#### QUOTED PASSAGE
━━━━━━

Machine traffic plays an important role in soil compaction. Experiments have been carried out to study the effect of multiple passes of tillage operation on soil compaction beneath the tillage depth with three different tillage systems. The authors observed that active tillage machinery generally caused more compaction compared to passive tillage machinery for the same number of passes. However, active machinery required fewer vehicular passes [22]. In plowed soils, the first pass can dramatically increase soil compaction and cause soil degradation, while in firm soil and deep areas soil compaction occurs over time and with large numbers of tire passes [23]. Research has also shown that if the traffic exceeds 10 times, the benefits of using light tractors are lost and soil compaction is greatly increased. These studies have suggested that heavy tractors with less traffic should be used as much as possible because high traffic leads to compaction in the subsoil [24,25].

One method of assessing soil compaction is to measure its bulk density. When soil compaction occurs, the bulk density of the soil increases as the mass remains constant and the volume decreases. In this method, after determining soil bulk density at different depths and, based on the soil texture, measured data are compared with the standard values to determine the level of soil compaction. For example, soil compaction is considered significant for loamy clay soil when bulk density reaches more than 1.5 g/cm³, and for sandy and loamy soil more than 1.6 g/cm³ [26].

━━━━━━

#### PARTS OF THE EXERCISE
a: Decide whether each statement below agrees with the passage on soil compaction. Answer yes or no for each, and quote the words of the passage that decide it.
(i) For the same number of passes, active tillage machinery generally caused less compaction than passive tillage machinery.
(ii) Soil bulk density rises under compaction because the volume decreases while the mass stays constant.
(iii) For sandy and loamy soil, compaction is considered significant once bulk density exceeds 1.5 g/cm³.
b: From the passage on soil compaction, copy the stretch from "One method of" through "1.6 g/cm³ [26]." with no changes.

━━━━━━

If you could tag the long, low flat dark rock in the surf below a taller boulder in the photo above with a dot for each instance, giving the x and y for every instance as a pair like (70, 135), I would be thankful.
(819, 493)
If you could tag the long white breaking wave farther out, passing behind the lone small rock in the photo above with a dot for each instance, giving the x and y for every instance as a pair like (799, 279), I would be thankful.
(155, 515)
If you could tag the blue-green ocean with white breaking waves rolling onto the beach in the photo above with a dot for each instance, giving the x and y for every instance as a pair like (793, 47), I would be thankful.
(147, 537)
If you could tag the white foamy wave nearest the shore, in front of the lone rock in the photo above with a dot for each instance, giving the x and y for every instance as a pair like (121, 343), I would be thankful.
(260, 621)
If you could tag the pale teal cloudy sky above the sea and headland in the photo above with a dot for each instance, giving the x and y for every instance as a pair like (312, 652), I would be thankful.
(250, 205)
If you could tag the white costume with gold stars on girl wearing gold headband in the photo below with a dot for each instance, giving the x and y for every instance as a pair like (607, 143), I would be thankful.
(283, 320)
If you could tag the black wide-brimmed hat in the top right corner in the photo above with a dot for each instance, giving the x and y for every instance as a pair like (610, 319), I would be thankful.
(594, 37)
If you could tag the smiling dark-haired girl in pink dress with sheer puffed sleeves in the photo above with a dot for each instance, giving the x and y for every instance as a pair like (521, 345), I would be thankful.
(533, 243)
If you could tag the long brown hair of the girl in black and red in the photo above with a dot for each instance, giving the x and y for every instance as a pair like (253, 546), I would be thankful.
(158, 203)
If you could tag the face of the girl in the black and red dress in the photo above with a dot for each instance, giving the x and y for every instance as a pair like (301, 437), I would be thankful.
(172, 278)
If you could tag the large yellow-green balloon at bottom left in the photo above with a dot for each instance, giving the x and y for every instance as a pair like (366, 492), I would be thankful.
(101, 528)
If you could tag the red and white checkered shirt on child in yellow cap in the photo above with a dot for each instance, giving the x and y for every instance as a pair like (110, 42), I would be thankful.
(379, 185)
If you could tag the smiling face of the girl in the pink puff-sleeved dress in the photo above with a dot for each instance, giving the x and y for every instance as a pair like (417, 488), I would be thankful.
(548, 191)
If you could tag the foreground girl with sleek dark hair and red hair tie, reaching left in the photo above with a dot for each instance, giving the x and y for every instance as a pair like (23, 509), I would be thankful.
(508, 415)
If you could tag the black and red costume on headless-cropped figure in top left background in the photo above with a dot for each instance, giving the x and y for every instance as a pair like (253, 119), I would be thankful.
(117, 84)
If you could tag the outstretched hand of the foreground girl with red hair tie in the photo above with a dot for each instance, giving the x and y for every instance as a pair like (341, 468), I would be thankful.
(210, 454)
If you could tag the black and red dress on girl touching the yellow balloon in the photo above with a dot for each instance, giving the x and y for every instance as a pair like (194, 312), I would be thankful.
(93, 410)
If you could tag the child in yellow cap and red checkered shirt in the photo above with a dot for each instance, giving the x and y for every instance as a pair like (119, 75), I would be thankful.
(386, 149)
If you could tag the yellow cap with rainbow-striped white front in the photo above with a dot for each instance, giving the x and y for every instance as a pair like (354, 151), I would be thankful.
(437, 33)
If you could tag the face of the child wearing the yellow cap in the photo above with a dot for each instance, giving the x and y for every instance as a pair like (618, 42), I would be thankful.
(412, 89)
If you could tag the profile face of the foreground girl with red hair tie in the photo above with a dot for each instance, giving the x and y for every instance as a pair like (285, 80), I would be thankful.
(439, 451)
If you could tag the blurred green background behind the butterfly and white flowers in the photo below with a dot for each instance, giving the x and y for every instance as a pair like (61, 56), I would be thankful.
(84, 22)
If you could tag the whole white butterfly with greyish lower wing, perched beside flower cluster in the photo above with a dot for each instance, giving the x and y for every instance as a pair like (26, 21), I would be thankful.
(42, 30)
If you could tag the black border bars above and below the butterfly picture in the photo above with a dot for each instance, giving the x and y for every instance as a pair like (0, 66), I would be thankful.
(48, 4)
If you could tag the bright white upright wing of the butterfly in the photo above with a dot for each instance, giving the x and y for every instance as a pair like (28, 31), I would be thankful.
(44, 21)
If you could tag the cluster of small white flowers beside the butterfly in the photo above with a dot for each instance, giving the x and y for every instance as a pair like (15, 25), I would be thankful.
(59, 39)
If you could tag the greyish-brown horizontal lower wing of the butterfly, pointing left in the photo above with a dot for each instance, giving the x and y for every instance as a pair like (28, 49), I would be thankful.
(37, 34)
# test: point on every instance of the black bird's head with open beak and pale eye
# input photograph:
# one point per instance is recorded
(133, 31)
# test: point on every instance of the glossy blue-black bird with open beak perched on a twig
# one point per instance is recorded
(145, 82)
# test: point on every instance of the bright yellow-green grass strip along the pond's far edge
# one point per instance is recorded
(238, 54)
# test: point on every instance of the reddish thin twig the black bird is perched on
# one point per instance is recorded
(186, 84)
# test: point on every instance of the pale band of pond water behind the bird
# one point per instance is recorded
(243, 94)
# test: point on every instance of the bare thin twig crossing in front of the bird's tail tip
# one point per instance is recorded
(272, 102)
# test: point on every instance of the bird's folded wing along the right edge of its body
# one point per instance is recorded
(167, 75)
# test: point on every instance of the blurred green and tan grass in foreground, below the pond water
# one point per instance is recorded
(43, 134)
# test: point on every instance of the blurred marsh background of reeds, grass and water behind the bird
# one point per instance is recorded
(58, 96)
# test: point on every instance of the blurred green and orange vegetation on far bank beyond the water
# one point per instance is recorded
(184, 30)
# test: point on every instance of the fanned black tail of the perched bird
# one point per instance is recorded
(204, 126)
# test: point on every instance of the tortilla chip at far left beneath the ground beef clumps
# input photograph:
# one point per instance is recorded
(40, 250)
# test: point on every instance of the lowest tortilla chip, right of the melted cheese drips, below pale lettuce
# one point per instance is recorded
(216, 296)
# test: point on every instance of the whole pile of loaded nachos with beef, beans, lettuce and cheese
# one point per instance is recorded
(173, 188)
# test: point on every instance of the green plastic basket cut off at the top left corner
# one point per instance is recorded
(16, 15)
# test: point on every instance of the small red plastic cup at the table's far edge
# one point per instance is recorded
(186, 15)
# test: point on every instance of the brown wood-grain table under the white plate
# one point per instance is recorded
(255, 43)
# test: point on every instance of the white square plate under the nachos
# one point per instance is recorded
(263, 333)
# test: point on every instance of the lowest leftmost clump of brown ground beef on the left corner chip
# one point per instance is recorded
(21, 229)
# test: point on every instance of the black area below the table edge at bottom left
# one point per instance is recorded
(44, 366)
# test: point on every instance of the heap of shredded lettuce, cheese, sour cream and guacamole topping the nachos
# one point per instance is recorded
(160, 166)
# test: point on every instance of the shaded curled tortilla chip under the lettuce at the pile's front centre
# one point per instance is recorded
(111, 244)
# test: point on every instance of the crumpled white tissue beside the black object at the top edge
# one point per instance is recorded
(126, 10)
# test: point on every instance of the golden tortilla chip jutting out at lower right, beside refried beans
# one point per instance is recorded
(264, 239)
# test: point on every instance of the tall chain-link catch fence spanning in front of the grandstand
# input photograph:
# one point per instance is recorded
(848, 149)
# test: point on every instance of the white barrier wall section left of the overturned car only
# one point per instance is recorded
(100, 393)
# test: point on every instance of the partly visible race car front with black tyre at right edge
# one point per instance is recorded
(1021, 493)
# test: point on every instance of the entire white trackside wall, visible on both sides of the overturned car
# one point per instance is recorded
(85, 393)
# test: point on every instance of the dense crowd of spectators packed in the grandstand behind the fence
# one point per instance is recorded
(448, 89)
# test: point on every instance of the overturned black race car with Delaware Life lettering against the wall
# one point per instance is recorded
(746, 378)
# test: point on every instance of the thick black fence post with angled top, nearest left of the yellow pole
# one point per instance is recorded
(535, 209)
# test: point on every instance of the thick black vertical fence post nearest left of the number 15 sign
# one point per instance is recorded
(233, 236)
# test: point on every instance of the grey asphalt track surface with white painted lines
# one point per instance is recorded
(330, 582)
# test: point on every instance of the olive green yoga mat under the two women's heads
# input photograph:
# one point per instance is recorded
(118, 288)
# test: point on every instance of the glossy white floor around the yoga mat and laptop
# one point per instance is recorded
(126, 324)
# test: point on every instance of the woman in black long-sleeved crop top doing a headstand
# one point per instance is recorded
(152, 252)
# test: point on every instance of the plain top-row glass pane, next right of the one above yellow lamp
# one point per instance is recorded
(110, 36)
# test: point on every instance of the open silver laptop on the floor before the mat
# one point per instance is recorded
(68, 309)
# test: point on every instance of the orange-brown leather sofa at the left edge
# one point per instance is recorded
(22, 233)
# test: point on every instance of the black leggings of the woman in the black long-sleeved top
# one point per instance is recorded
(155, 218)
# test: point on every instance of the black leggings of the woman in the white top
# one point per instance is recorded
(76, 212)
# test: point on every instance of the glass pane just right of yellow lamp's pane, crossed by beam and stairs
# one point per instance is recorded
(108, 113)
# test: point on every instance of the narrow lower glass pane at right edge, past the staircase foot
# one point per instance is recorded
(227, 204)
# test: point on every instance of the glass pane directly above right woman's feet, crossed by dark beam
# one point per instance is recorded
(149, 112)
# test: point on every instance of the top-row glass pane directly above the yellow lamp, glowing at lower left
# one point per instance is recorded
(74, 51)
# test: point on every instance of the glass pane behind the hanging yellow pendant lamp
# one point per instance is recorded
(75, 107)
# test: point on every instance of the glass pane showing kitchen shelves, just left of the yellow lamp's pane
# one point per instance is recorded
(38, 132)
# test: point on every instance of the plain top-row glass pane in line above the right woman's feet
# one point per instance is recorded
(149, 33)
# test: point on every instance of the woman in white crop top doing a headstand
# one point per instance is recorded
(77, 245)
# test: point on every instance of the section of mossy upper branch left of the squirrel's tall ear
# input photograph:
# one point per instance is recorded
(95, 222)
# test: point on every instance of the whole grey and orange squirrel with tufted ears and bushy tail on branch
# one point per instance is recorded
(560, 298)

━━━━━━

#### RESPONSES TO THE TASKS
a:
(i) No: "active tillage machinery generally caused more compaction compared to passive tillage machinery for the same number of passes"
(ii) Yes: "the bulk density of the soil increases as the mass remains constant and the volume decreases"
(iii) No: "for sandy and loamy soil more than 1.6 g/cm³"

b:
One method of assessing soil compaction is to measure its bulk density. When soil compaction occurs, the bulk density of the soil increases as the mass remains constant and the volume decreases. In this method, after determining soil bulk density at different depths and, based on the soil texture, measured data are compared with the standard values to determine the level of soil compaction. For example, soil compaction is considered significant for loamy clay soil when bulk density reaches more than 1.5 g/cm³, and for sandy and loamy soil more than 1.6 g/cm³ [26].